_Exercise goal_
Your task is to restate the listing word for word without the pictures.
━━━━━━━━━━━━━━━━━━━━
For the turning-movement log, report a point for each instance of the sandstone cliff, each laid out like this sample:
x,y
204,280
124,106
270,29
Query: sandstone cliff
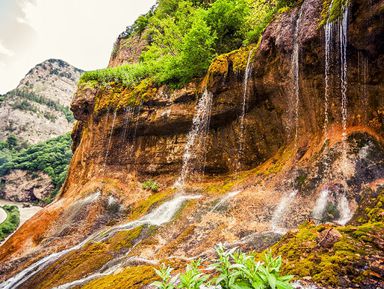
x,y
293,150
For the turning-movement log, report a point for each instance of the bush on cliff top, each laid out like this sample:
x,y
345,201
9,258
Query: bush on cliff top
x,y
185,36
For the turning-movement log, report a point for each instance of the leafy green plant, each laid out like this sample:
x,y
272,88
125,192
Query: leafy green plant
x,y
151,185
167,280
232,270
185,36
193,278
51,157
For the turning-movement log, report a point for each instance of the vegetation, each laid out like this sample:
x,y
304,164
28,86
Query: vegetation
x,y
151,185
332,10
51,157
11,222
185,36
28,96
233,269
351,257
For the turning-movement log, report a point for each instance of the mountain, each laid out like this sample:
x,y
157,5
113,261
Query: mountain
x,y
38,108
35,121
278,145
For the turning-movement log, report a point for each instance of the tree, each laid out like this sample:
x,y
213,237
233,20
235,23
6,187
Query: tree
x,y
12,141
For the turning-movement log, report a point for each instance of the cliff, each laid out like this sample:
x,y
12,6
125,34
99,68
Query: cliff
x,y
278,125
37,109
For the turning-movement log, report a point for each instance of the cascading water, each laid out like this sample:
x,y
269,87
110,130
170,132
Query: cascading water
x,y
344,210
327,73
280,211
320,206
161,215
194,150
225,199
287,200
295,64
247,74
110,138
343,41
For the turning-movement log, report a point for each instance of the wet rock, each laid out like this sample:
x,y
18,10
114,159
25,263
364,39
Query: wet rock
x,y
328,237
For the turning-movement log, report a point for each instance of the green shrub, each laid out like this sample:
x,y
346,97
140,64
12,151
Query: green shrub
x,y
232,270
185,36
151,185
11,222
52,157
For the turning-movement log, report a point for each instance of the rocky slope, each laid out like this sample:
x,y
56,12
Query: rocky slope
x,y
293,151
37,109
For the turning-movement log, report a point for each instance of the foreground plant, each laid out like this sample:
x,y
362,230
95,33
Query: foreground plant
x,y
232,270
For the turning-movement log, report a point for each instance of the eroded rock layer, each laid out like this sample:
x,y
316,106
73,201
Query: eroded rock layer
x,y
247,196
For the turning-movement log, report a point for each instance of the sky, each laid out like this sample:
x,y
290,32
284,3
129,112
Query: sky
x,y
80,32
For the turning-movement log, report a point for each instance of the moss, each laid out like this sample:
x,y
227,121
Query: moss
x,y
303,256
91,257
114,95
143,207
131,277
332,13
182,237
371,207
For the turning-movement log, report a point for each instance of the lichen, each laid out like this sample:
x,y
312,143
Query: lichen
x,y
332,10
91,257
131,277
352,258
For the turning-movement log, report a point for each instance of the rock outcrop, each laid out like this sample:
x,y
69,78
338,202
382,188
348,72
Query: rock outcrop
x,y
274,182
37,109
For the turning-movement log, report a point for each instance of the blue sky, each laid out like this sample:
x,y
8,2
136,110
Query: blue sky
x,y
81,32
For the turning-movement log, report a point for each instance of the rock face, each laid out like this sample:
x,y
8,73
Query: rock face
x,y
23,186
274,182
37,109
━━━━━━━━━━━━━━━━━━━━
_Answer to this task_
For the turning-movement log, report a point for each instance of the sandstone cliff, each laid out like this sample:
x,y
204,280
124,106
270,29
Query: sandstone cliff
x,y
293,150
For the turning-movement log, report a point for each instance of the bush on cliff top, each laid out like this sample:
x,y
345,201
9,258
Query: bush on cliff top
x,y
185,36
For the turning-movement log, report a point for each instance of the leafy green plant, each laid out like this sample:
x,y
272,88
125,192
Query: leafy green plant
x,y
151,185
167,280
232,270
185,36
193,278
51,157
For the turning-movement log, report a point for each instance of the vegetation, each laid out like this sample:
x,y
304,164
28,86
Query: vegetation
x,y
151,185
332,10
51,157
11,222
185,36
28,96
233,269
351,257
For the turning-movement log, report a point for each instance of the mountain, each laid out like this sample:
x,y
157,5
113,261
Query: mountain
x,y
38,108
35,121
278,145
For the turning-movement log, report a point for each instance of the tree, each laid out like this sample:
x,y
213,237
233,20
235,23
6,187
Query: tree
x,y
12,141
For the turning-movement log, report a point for each instance of the cliff, each laid out like this sample:
x,y
12,6
125,34
99,68
Query: cliff
x,y
278,125
37,109
For the turning-movement log, report a point for each instance of the cascading water, each laid out like this sample:
x,y
269,87
110,130
170,132
Query: cascading water
x,y
344,210
327,73
280,211
320,206
161,215
194,150
225,199
287,200
295,64
247,74
110,138
343,41
For the turning-movement log, report a point for each instance of the wet rock, each laid out like this sample:
x,y
18,10
114,159
25,263
364,39
Query: wet rock
x,y
328,237
For the turning-movement log, report a point for each instance of the green shrub, each laid out like this sample:
x,y
346,97
140,64
12,151
Query: green shrub
x,y
232,270
185,36
151,185
11,222
52,157
For the turning-movement log, report a point for each instance of the rocky slope, each laid out like this sample:
x,y
56,12
Query: rocky slope
x,y
293,151
37,109
For the turning-movement log, report a point for each instance of the foreground plant, each laid out like this sample:
x,y
362,230
95,33
Query: foreground plant
x,y
232,270
For the turning-movement log, report a point for each instance of the eroded rock layer, each laid out like this sample:
x,y
316,106
73,201
Query: eroded rock layer
x,y
247,196
For the turning-movement log, report a point for each instance of the sky, each laid out like this sample:
x,y
290,32
284,3
129,112
Query: sky
x,y
80,32
For the turning-movement log, report a point for each instance of the moss, each laid out like this sample:
x,y
227,121
Query: moss
x,y
303,256
91,257
114,95
143,207
131,277
332,13
182,237
371,207
For the turning-movement log, report a point for each instance of the lichen, each laid out like this sample:
x,y
312,143
Query: lichen
x,y
332,10
91,257
131,277
352,258
For the turning-movement log, report a point for each instance of the rock outcrop, each laid out like this sample:
x,y
69,78
338,202
382,188
348,72
Query: rock outcrop
x,y
274,182
37,109
For the turning-movement log, report a point for each instance of the blue sky, each laid out like this sample:
x,y
8,2
136,110
Query: blue sky
x,y
81,32
For the turning-movement log, report a point for each instance of the rock face, each laid out like this sample:
x,y
8,73
Query: rock face
x,y
23,186
274,182
37,109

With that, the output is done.